• **GIVEN INFORMATION**
Content starts
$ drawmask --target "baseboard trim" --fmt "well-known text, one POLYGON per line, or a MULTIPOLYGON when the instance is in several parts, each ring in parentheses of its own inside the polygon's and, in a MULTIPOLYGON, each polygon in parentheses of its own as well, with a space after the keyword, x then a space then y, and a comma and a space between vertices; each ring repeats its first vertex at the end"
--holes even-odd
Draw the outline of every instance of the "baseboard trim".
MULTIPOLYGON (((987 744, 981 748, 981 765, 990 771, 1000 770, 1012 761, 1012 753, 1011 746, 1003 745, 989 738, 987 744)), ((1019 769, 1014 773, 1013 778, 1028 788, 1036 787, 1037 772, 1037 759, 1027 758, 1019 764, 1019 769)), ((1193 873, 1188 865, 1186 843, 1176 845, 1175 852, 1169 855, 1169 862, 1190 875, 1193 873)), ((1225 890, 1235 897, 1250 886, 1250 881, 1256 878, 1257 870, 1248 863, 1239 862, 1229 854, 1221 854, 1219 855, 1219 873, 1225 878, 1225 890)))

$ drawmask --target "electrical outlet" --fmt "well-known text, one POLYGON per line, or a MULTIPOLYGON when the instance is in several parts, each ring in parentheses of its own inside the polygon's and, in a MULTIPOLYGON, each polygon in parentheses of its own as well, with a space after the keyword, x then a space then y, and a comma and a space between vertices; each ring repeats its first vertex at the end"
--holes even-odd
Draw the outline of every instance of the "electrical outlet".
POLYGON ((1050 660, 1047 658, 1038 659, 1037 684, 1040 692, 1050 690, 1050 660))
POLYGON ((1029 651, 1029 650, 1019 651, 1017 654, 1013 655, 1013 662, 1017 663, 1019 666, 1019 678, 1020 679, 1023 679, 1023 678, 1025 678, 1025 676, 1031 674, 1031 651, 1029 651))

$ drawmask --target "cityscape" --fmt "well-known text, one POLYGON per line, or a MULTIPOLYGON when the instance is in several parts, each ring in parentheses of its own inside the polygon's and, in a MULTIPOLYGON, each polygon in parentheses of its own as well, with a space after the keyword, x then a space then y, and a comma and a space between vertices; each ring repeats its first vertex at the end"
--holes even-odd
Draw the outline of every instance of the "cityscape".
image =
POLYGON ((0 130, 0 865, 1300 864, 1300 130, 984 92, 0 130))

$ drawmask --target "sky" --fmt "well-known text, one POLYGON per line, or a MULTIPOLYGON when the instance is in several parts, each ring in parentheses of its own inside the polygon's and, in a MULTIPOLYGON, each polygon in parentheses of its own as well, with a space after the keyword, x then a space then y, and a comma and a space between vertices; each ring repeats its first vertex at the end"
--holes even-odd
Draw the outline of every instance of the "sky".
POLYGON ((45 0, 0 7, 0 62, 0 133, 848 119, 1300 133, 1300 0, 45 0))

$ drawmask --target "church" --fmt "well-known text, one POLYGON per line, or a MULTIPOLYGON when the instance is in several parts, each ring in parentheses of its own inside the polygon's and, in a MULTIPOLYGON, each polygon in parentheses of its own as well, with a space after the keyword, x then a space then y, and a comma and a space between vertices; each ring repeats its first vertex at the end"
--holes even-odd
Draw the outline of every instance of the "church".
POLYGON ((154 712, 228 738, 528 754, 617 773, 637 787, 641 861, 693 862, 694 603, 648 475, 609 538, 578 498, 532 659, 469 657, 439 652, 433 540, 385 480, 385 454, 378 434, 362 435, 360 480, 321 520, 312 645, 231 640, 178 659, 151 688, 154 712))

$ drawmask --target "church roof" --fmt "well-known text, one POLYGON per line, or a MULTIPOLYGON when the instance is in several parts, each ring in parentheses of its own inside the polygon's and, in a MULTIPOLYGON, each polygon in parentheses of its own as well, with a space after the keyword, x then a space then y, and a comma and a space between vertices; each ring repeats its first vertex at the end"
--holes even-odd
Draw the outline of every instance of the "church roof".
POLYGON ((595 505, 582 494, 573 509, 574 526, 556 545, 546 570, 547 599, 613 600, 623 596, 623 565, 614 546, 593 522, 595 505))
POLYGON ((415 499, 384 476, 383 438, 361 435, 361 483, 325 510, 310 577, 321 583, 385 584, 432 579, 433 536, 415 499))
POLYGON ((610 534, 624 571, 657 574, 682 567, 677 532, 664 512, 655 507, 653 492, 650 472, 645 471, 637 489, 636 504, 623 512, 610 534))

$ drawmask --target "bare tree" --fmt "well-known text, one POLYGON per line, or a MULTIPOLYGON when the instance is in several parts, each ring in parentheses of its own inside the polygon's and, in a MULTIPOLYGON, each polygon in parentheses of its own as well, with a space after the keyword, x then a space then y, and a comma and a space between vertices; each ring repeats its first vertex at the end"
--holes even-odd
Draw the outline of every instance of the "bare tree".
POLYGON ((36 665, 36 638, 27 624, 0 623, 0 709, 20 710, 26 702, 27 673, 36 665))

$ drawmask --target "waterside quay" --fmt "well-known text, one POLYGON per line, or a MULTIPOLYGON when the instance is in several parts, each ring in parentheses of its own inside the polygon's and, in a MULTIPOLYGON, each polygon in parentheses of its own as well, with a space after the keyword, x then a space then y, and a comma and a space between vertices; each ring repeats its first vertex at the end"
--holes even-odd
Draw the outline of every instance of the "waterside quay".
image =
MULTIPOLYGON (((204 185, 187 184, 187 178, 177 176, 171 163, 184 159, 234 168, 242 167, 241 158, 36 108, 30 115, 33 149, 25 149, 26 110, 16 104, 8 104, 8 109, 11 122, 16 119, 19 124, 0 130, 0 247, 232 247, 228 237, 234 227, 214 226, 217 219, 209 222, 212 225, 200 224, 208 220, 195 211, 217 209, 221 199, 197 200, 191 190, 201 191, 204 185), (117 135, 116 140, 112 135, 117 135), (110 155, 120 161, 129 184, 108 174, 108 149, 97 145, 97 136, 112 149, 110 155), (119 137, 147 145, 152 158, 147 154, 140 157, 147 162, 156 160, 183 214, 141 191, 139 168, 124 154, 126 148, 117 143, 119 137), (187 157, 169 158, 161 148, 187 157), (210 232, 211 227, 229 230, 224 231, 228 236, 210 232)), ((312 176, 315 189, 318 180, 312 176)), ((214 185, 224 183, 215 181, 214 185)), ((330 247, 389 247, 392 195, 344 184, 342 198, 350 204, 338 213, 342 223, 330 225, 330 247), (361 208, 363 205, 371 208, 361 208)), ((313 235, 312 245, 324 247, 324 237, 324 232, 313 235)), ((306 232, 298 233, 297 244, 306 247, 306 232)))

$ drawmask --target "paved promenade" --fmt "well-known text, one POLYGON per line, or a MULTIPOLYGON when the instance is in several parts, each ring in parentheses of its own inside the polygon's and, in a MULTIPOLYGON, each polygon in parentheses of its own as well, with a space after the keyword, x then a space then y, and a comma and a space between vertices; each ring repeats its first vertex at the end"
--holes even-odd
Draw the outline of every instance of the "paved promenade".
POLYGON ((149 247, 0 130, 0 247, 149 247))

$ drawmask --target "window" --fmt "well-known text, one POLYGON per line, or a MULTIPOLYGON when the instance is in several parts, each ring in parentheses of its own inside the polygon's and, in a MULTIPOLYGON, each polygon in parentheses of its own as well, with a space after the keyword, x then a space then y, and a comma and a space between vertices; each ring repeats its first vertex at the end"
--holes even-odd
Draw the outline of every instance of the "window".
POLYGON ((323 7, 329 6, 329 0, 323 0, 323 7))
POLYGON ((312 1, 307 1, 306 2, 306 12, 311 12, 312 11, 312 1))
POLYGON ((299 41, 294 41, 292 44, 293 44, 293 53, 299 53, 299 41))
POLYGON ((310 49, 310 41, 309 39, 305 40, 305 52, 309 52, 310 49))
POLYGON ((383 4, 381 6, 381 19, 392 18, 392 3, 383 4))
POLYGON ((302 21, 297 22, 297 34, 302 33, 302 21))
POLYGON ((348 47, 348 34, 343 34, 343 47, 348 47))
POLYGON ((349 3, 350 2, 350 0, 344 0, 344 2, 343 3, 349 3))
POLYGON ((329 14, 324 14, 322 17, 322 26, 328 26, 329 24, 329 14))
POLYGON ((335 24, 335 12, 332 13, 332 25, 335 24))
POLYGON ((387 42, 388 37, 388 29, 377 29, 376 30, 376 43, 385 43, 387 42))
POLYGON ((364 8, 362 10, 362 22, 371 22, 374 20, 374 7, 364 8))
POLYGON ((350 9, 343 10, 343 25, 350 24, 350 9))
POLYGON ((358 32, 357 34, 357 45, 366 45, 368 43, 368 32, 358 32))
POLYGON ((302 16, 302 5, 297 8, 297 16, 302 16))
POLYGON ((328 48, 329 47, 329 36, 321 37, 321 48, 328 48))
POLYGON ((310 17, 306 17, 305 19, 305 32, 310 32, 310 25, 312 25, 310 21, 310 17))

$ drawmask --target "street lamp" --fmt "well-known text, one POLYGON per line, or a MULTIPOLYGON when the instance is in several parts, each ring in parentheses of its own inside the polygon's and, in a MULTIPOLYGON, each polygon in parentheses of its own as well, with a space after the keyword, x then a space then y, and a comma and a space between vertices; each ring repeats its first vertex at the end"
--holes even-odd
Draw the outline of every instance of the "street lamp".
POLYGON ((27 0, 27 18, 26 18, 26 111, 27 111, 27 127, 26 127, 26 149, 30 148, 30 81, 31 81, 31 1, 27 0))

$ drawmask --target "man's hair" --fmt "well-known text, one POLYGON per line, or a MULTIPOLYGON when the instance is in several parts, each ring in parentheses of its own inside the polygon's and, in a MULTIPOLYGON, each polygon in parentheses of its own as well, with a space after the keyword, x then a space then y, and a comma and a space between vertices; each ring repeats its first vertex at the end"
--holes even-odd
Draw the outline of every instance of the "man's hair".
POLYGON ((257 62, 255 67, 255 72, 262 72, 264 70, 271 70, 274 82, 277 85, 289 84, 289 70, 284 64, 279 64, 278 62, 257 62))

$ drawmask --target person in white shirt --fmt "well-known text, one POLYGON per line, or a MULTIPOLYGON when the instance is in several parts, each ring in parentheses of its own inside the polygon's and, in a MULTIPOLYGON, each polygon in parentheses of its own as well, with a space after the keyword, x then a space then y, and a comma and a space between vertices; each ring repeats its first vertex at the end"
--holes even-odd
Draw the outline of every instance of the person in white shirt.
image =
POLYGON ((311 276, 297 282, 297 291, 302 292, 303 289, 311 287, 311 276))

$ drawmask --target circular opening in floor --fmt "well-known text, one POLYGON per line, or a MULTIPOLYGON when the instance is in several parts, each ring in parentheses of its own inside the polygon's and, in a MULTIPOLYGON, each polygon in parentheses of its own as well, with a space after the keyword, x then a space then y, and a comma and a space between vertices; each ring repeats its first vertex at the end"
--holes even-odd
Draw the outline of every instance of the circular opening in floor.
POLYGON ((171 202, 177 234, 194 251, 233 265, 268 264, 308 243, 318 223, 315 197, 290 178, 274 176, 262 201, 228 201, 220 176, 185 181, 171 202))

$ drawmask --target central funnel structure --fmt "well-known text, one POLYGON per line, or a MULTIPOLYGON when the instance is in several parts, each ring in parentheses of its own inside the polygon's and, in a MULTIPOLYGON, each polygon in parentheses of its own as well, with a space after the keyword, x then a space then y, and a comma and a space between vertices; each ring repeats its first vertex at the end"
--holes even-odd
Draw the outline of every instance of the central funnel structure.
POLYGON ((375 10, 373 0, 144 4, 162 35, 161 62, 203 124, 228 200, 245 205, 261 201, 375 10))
Content ends
• **DESCRIPTION OF THE TASK**
Wherever a line in the entries holds "white", copy that line.

• **THE ANSWER**
$ drawmask --target person in white shirt --fmt "well-known text, one POLYGON per line, or a MULTIPOLYGON when the instance is in several parts, each ring in parentheses of its own inside the polygon's and, in a MULTIPOLYGON, each polygon in parentheses of its own as well, with a space after the keyword, x then a space then y, and a comma and a space between vertices; each ring repeats its first vertex at the end"
Draw the outline of every instance of the person in white shirt.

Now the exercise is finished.